begin Data section
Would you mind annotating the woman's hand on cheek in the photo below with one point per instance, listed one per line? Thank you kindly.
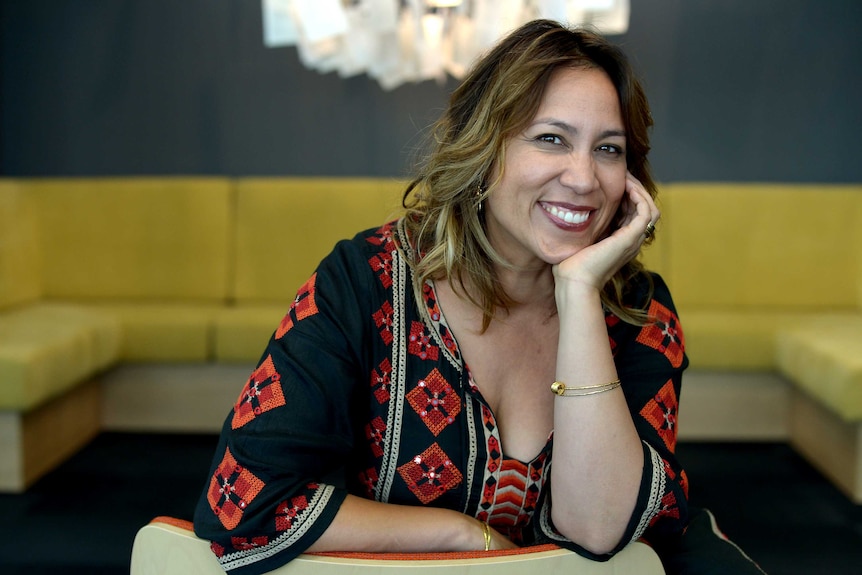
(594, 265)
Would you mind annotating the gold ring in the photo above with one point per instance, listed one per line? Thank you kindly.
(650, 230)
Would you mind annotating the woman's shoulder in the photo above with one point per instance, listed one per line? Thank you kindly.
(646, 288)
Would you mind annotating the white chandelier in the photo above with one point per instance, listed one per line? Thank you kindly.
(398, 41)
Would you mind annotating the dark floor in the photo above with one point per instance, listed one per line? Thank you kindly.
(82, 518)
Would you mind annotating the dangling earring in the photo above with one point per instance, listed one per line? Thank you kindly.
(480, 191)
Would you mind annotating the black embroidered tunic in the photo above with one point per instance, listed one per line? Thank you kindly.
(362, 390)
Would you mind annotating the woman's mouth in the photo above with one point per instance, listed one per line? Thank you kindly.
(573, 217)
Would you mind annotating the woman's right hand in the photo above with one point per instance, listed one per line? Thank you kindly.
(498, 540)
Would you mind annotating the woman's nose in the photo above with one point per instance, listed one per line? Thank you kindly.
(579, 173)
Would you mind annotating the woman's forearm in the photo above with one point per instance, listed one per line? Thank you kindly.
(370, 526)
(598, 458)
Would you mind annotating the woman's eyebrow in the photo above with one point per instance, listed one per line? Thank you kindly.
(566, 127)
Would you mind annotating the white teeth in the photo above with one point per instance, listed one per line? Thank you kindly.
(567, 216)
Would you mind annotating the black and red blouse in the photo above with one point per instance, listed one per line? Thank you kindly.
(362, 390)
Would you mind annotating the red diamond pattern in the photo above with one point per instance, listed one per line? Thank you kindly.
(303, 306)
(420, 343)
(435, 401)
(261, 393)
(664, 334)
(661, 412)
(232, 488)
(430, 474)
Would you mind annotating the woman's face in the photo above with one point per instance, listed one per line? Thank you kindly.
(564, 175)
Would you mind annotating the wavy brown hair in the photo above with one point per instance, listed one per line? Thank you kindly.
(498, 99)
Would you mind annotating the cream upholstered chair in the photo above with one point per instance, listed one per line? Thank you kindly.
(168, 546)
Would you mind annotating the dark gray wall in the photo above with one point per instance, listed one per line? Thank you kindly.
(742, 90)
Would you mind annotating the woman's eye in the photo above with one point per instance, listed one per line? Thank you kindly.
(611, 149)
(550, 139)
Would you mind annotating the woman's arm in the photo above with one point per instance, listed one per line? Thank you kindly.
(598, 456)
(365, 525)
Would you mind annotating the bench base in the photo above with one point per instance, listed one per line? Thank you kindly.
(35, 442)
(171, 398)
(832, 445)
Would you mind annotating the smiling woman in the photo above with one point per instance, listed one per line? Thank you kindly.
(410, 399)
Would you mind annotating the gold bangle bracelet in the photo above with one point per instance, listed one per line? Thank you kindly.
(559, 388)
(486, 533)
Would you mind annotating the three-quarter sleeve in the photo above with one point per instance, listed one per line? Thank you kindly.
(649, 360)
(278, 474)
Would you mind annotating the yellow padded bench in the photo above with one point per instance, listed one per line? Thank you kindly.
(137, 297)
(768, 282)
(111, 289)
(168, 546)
end Data section
* [Given problem]: Output every line of the records above as a numbered list, skipping blank lines and omitting the pictures.

* [Solution for this exercise]:
1. Would you mind annotating the woman's hand on cheek in the photo below with one point per instance, listed one per line? Thank you kindly.
2. (594, 265)
3. Would you mind annotating the gold ring in the photo above with one point per instance, listed one per line? Thank you kindly.
4. (650, 230)
5. Would you mind annotating the woman's shoulder in the photo above with one point per instance, listed one per line? Thank you kindly.
6. (646, 288)
7. Would you mind annotating the white chandelier in the photo above with one point per instance, listed one per line? Thank you kindly.
8. (398, 41)
9. Would you mind annotating the dark floor in the photo above with one point per instance, listed one per line? Thank you kindly.
10. (82, 518)
11. Would you mind annotating the dangling earring in the photo above with one point per instance, listed one per line? Thank you kindly.
12. (480, 191)
13. Would you mind annotating the black embroidered tunic in the photo above with one point per instance, listed one per line? Thank you kindly.
14. (362, 390)
15. Would you mind annotating the woman's mouth in the photo above with one point per instance, listed one per line? Thank you kindly.
16. (573, 217)
17. Would you mind annotating the woman's right hand in the photo above with one point per instance, listed one per line? Thank you kindly.
18. (498, 540)
19. Would you mind annotating the woman's nose in the photo above with one point per instance, listed one per line? Thank you kindly.
20. (579, 173)
21. Would you mind annotating the woman's forearm in the photo above with one point per instance, listed one per line? Thank you kindly.
22. (370, 526)
23. (598, 458)
24. Would you mind annotating the woman's eyebrow in the photo above with one point per instance, listed one per line? Thank you kindly.
25. (566, 127)
26. Would you mind annotating the white teeth in the photo above with one point per instance, listed one per line? Thank you kindly.
27. (567, 216)
28. Would you mind annotating the black and red blouse in the photo above with one point per instance, listed one per line? Thank you kindly.
29. (362, 390)
30. Would you mind annotating the red diamond pattern in the photo above with one point per instance, listed one per line? Thank you kindly.
31. (303, 306)
32. (420, 343)
33. (435, 401)
34. (261, 393)
35. (664, 334)
36. (661, 412)
37. (232, 488)
38. (430, 474)
39. Would you mind annotating the woman's face in the photo above with one point per instance, listed one per line? Thank you kindly.
40. (564, 175)
41. Would you mind annotating the wavy brown hair in the photo above with one point per instance, listed one per line? Thank you kindly.
42. (498, 99)
43. Would you mind annotating the cream upholstered chair in the photo above with one point per instance, listed one per line? Thank you kindly.
44. (168, 546)
45. Would you mind annotating the dark gray wall in the photo above with one point per instance, listed one per line? Thank you kindly.
46. (742, 90)
47. Would you mind annotating the woman's eye in the photo above with one point per instance, listed one per line? Thank you kindly.
48. (611, 149)
49. (550, 139)
50. Would you mind annotating the woman's arm in the photo above with one point per instance, listed one per line? Thank you kindly.
51. (598, 456)
52. (365, 525)
53. Would you mind annotating the bench base in the photo above with one point per instance, listed one per line? Thank you kindly.
54. (35, 442)
55. (171, 398)
56. (832, 445)
57. Would you mind annotating the smiling woman in the photo above with one point per instance, listed one per line? Thank you kindly.
58. (410, 399)
59. Would you mind annotating the gold bangle bracelet in the photo above with one point per instance, listed one per line? Thank you kindly.
60. (559, 388)
61. (486, 533)
62. Would you mind annotating the three-quarter sleeve in the photo above with one point per instance, listed one per line? Thank you kindly.
63. (649, 360)
64. (278, 474)
65. Would you mind annotating the yellow padded bench in the photo above with one point per instance, listed one per line? Thank you kindly.
66. (137, 297)
67. (768, 282)
68. (111, 289)
69. (168, 546)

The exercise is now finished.